> [Extract]
________________________

History risen

Students introduce guests to cemetery residents

Atop a hill overlooking Whidbey Island’s heartland lies pioneering history.

It is there, above the rolling farmland of Central Whidbey, glorious views of Admiralty Inlet and distant mountains where Whidbey’s first families rest.

There lies Sunnyside Cemetery, one of the few largely intact Victorian-era cemeteries still in existence and one of the oldest territorial cemeteries in Washington.

This weekend, the residents of Sunnyside will give guests a personal tour of their eternal resting place. They will be brought to life by Coupeville High School drama and History Day students during four tours that will be held Sunday, May 27, sponsored by the Daughters of the Pioneers and the Island County Historical Society.

The cemetery began in 1865 when Winfield Ebey was buried on the northeastern corner of Sunnyside Farm, owned by his parents Jacob and Sarah Ebey. In 1869, his sister, Mary Ebey Bozarth, sold the one and-a-quarter acre lot where he was buried to the county for $1.

There are headstones in the cemetery with dates preceding Winfield’s death, but they accompany bodies of people who were exhumed and brought to Sunnyside, according to historians.

Buried at Sunnyside are pioneeer families, prominent Native Americans, and seafaring captains who all called Whidbey home. They were all neighbors, all relatives, and most have links to descendents currently living on the island.

The tours Sunday are a once in a lifetime opportunity to walk side-by-side with the people who shaped Central Whidbey. It is a chance to meet the people who now live on as the names of roads, lakes and towns — Ebey, Crockett, Smith, Power, Coupe, and more.

“I never thought of Coupeville to be that exciting of a place until I started to learn about its history,” said Katie Hall, a Coupeville High School junior.

Hall will bring to life Fidelia Power who, as young Fidelia Newberry, followed her brother, minister of the Congregational Church, to Whidbey Island. Newberry became a teacher at the San de Fuca Church and became enamered with a gentleman named Power. Fidelia Newberry married Henry C. Power on April 3, 1889, and 10 months later died while giving birth to twins, Margaret and Marion.

As the tale goes, Henry C. Power never married again. He and his mother, also a Margaret, raised the twins on Margaret Power’s farm. History reports Henry carried a letter written by Fidelia throughout his life.

The students participating are a mix of drama kids and history buffs. Some have participated in past History Day competitions, some plan to compete in the future, but all have an admiration for the history they are gaining.

“The tours are going to be really cool because we’re really getting into it with period clothes and everything,” said junior Rosa Felici. “Everyone, even little kids, will like it.”

The students have received their education in Coupeville Pioneer history from local history buffs like Roger Sherman and Joanne Engle Brown who have volunteered their time and knowledge to the tours.

________________________

> [The data]

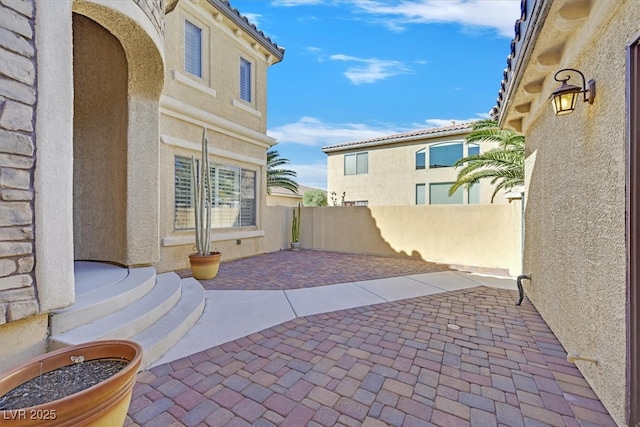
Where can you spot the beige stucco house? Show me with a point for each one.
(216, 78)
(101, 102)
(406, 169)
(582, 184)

________________________

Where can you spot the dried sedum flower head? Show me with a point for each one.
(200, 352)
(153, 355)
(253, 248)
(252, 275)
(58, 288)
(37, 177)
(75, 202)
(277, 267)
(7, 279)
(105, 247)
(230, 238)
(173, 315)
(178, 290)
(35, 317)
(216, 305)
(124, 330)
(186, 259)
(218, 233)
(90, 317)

________________________

> [Your task]
Answer these questions from the Sunnyside Cemetery article:
(a) In what year did the cemetery begin, and whose burial started it?
(b) Which pioneer will Katie Hall bring to life on the tours?
(c) Which two local history buffs volunteered their time and knowledge to the tours?

> [Exercise response]
(a) 1865, with the burial of Winfield Ebey.
(b) Fidelia Power.
(c) Roger Sherman and Joanne Engle Brown.